> [Instructions to follow]:
Put the entries below into a two-column CSV with the header row "instruction,response". Give each request one row, with its full text under "instruction" and its answer under "response", each in a single quoted field with line breaks replaced by spaces.

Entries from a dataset
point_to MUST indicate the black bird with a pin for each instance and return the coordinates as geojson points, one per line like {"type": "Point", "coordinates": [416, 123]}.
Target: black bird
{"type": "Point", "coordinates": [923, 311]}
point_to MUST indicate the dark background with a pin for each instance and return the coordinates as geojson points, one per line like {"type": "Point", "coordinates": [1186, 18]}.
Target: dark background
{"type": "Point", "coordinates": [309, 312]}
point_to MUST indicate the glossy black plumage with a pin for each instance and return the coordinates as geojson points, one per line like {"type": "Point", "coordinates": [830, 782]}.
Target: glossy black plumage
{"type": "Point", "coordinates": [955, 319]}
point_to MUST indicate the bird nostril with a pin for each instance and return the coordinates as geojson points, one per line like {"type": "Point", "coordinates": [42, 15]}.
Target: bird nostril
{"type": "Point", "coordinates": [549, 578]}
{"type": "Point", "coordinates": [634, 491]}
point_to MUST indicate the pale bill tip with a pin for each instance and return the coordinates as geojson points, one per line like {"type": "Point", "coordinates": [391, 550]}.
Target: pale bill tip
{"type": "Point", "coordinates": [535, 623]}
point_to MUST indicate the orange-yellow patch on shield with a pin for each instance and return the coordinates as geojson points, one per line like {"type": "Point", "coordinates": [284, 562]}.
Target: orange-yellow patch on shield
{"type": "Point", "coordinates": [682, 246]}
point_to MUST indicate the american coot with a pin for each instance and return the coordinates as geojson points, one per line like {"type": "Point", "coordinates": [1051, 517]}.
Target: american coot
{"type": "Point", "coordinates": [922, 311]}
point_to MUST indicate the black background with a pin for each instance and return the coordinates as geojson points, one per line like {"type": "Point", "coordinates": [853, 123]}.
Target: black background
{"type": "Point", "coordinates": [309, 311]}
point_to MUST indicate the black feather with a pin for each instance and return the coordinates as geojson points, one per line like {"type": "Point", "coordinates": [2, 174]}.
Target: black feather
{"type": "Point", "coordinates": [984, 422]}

> [Exercise result]:
instruction,response
"point_to MUST indicate the black bird with a pin for each instance and return the coordinates as geojson points, one per line like {""type"": ""Point"", ""coordinates"": [416, 123]}. Target: black bird","{""type"": ""Point"", ""coordinates"": [923, 311]}"
"point_to MUST indicate the dark background with a pin for each instance and return the coordinates as geojson points, one per line like {""type"": ""Point"", ""coordinates"": [1186, 18]}. Target: dark background","{""type"": ""Point"", ""coordinates"": [309, 312]}"
"point_to MUST indicate the glossy black plumage with a pin for each instance and return the coordinates as geojson points, one per line like {""type"": ""Point"", ""coordinates"": [830, 782]}. Target: glossy black plumage","{""type"": ""Point"", ""coordinates"": [955, 319]}"
"point_to MUST indicate the bird nostril with a pin for each instance and return the coordinates as geojson points, one per line like {""type"": ""Point"", ""coordinates"": [42, 15]}. Target: bird nostril","{""type"": ""Point"", ""coordinates"": [549, 578]} {""type"": ""Point"", ""coordinates"": [634, 491]}"
"point_to MUST indicate the pale bill tip with a pin for each instance and return the coordinates as geojson points, one per line like {""type"": ""Point"", ""coordinates"": [391, 550]}. Target: pale bill tip","{""type"": ""Point"", ""coordinates"": [535, 623]}"
"point_to MUST indicate the orange-yellow patch on shield with a pin for each instance and return the coordinates as geojson points, one per line like {""type"": ""Point"", ""coordinates"": [284, 562]}. Target: orange-yellow patch on shield","{""type"": ""Point"", ""coordinates"": [682, 246]}"
"point_to MUST indicate the american coot with a pin for each instance and return the coordinates as geojson points, one per line like {""type"": ""Point"", ""coordinates"": [1051, 517]}. Target: american coot","{""type"": ""Point"", ""coordinates"": [922, 311]}"
"point_to MUST indicate the black background with a pin for each instance and return the coordinates as geojson points, one per line like {""type"": ""Point"", ""coordinates"": [853, 123]}. Target: black background","{""type"": ""Point"", ""coordinates"": [309, 311]}"
"point_to MUST indicate the black feather with a pin for each instance and return the coordinates as geojson points, one per line like {""type"": ""Point"", ""coordinates"": [2, 174]}. Target: black feather","{""type"": ""Point"", ""coordinates"": [984, 422]}"